## WHAT IS REQUIRED
Ignoring the pictures, copy the data exactly.

----

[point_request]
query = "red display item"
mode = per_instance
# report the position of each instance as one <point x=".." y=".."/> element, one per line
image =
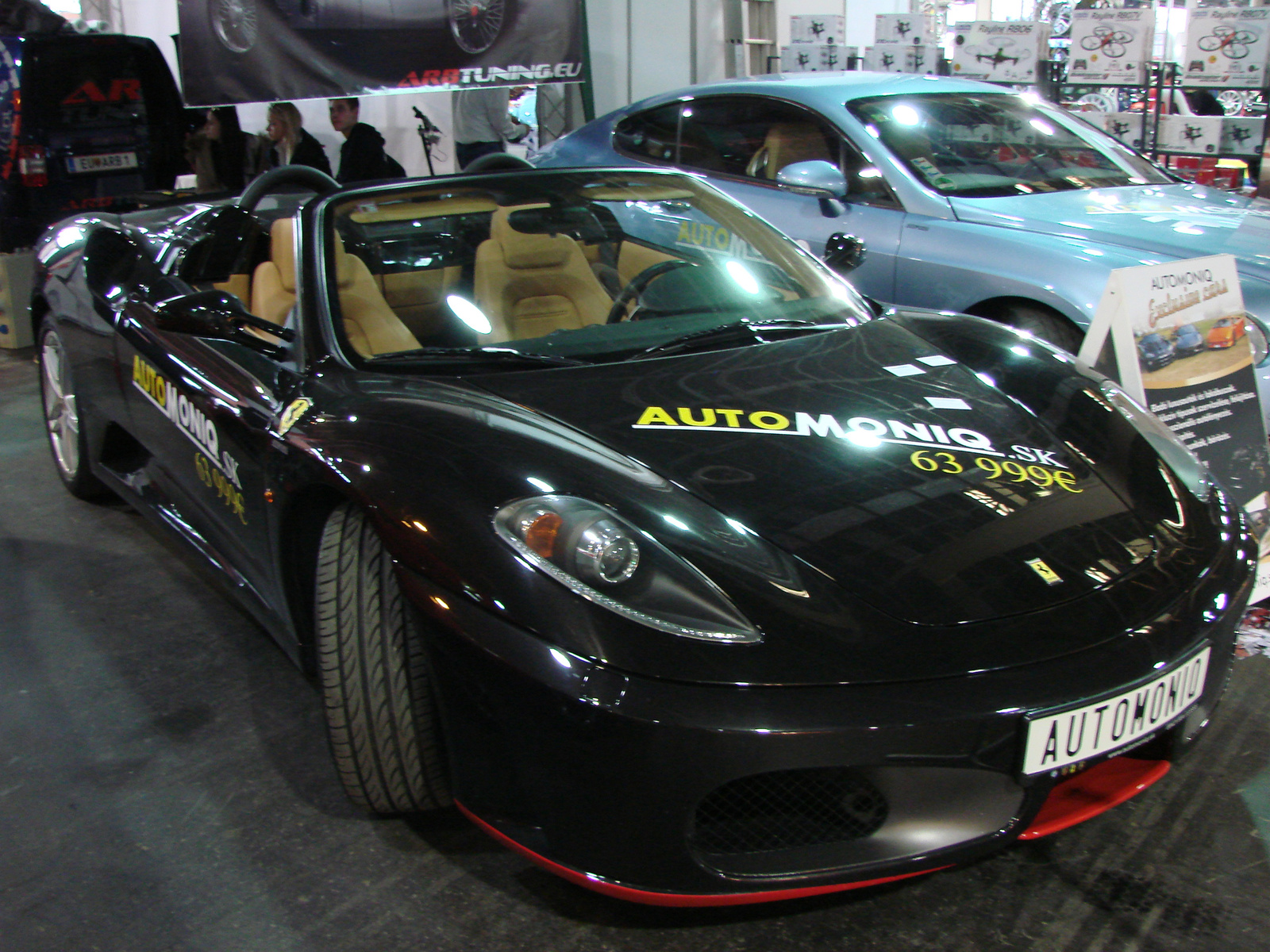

----

## WRITTEN RESPONSE
[point_request]
query = "red display item"
mode = per_instance
# report the position of each instance as one <point x=".." y=".."/> element, one per line
image =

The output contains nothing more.